Return every line of the records below that contains the string "floor". Matching is case-sensitive.

"""

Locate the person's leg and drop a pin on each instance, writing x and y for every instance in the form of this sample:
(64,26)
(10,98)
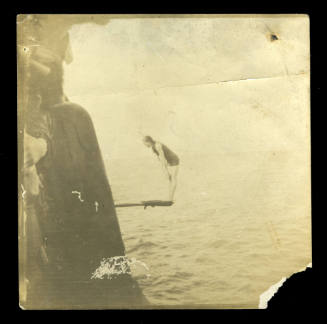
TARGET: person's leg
(173,182)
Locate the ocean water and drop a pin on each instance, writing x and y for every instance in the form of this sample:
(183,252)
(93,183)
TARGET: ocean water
(239,224)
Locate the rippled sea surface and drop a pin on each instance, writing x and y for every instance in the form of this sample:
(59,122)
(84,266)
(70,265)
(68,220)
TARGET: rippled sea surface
(240,223)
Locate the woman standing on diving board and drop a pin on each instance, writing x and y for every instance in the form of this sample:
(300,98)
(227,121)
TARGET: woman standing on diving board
(169,161)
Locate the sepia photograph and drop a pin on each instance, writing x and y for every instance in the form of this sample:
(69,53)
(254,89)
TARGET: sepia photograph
(163,160)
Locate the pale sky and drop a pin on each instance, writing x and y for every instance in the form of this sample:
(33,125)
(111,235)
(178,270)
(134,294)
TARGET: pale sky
(162,77)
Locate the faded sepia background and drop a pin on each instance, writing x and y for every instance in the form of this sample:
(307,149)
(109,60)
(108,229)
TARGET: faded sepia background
(229,95)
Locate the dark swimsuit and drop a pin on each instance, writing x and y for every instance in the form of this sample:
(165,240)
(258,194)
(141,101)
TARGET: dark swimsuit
(170,156)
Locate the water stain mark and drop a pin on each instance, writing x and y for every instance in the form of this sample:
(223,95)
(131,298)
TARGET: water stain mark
(273,37)
(112,267)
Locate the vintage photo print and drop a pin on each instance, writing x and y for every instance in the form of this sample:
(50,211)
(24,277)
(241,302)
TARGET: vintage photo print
(164,160)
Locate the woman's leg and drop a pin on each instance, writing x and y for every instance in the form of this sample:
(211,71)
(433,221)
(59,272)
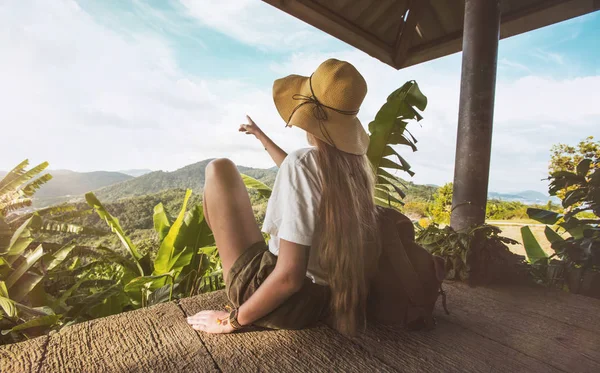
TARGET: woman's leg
(228,211)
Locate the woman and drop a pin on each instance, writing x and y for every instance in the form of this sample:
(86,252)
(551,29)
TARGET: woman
(321,215)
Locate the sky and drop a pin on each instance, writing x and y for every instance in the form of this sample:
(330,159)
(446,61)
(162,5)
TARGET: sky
(111,85)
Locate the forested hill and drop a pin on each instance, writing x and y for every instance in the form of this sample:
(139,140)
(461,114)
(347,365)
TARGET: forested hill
(188,177)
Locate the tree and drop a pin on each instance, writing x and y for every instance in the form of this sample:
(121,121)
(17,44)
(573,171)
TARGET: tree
(16,188)
(442,204)
(566,158)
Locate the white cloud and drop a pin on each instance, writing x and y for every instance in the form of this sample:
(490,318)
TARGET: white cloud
(531,114)
(85,97)
(256,23)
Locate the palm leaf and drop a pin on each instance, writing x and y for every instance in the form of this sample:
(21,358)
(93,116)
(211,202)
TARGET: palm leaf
(48,320)
(25,285)
(19,180)
(21,238)
(114,225)
(16,172)
(161,221)
(532,247)
(167,255)
(389,128)
(13,205)
(7,304)
(30,189)
(30,260)
(138,283)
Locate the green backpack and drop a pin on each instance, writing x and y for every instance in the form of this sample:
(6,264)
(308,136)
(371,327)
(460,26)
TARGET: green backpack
(408,280)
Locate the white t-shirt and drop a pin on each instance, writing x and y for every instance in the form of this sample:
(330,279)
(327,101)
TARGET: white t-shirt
(293,207)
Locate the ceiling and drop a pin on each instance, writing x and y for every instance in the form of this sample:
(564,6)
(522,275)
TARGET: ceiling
(402,33)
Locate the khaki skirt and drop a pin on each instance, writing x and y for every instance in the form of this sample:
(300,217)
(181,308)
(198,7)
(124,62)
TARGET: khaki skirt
(302,309)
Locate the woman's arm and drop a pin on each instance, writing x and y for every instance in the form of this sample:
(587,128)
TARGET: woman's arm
(276,153)
(286,279)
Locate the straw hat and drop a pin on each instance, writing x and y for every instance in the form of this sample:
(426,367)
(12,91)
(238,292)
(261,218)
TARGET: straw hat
(325,104)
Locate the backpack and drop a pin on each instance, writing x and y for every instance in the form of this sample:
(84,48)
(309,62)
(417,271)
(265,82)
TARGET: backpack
(408,280)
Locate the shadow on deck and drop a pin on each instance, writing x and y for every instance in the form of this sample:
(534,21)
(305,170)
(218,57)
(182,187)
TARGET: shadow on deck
(489,330)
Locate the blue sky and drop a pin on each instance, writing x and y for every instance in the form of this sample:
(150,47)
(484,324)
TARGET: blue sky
(108,85)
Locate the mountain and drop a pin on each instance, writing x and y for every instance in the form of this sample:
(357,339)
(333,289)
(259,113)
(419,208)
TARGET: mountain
(135,172)
(66,184)
(191,176)
(528,197)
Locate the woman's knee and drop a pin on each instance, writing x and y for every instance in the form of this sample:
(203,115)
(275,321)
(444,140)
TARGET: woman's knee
(220,168)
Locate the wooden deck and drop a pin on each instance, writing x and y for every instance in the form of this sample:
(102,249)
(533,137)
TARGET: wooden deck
(489,330)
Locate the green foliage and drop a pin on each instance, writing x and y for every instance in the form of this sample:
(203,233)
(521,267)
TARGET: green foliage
(568,159)
(532,247)
(17,186)
(179,264)
(442,204)
(479,255)
(579,187)
(387,129)
(23,266)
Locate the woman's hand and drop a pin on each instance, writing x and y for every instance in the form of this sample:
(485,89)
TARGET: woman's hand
(211,322)
(251,128)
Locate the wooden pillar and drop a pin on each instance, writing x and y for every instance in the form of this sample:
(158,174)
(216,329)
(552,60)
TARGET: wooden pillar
(476,112)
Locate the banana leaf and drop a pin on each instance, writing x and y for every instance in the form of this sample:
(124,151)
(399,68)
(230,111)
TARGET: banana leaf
(7,304)
(167,256)
(30,259)
(114,225)
(139,283)
(532,247)
(48,320)
(161,221)
(389,128)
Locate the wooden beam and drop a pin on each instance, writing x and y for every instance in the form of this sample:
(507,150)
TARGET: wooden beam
(514,23)
(407,31)
(337,26)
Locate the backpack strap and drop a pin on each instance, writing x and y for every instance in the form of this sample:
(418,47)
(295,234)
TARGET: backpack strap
(401,263)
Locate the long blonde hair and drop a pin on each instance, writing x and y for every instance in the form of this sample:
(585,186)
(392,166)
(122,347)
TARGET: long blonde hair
(345,232)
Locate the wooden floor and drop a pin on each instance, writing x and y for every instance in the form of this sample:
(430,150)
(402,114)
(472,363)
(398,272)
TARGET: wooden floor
(489,330)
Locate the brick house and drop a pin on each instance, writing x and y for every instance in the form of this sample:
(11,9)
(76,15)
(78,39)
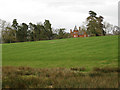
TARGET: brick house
(78,33)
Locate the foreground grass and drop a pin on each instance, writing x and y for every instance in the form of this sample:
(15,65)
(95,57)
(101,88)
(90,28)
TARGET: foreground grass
(26,77)
(73,52)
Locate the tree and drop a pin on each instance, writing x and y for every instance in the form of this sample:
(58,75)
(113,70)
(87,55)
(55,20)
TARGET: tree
(95,26)
(15,24)
(22,32)
(8,35)
(48,29)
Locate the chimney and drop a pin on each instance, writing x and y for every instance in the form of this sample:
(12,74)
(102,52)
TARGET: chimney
(79,28)
(70,30)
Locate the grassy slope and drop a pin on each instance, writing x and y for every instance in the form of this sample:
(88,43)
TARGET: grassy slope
(73,52)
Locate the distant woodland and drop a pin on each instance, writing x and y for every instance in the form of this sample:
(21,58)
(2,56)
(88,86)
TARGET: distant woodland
(15,32)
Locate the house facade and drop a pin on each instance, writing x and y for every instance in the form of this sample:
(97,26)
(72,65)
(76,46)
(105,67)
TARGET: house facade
(78,33)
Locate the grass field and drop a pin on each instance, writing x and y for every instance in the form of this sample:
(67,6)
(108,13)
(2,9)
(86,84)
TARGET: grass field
(72,52)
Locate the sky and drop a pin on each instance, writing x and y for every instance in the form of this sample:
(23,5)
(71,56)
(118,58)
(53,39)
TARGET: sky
(61,13)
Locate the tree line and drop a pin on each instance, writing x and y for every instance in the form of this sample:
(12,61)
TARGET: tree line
(32,32)
(16,32)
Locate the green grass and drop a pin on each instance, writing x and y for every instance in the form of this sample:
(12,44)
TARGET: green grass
(73,52)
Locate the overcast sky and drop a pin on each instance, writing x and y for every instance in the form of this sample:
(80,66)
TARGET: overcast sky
(61,13)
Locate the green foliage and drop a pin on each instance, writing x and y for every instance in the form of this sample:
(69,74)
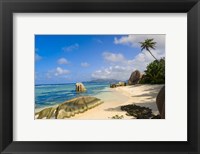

"""

**Final answer:**
Locate the wooden floor and drop a pin on each instance, writing x and y for every instance in the form of this sample:
TARGET: wooden floor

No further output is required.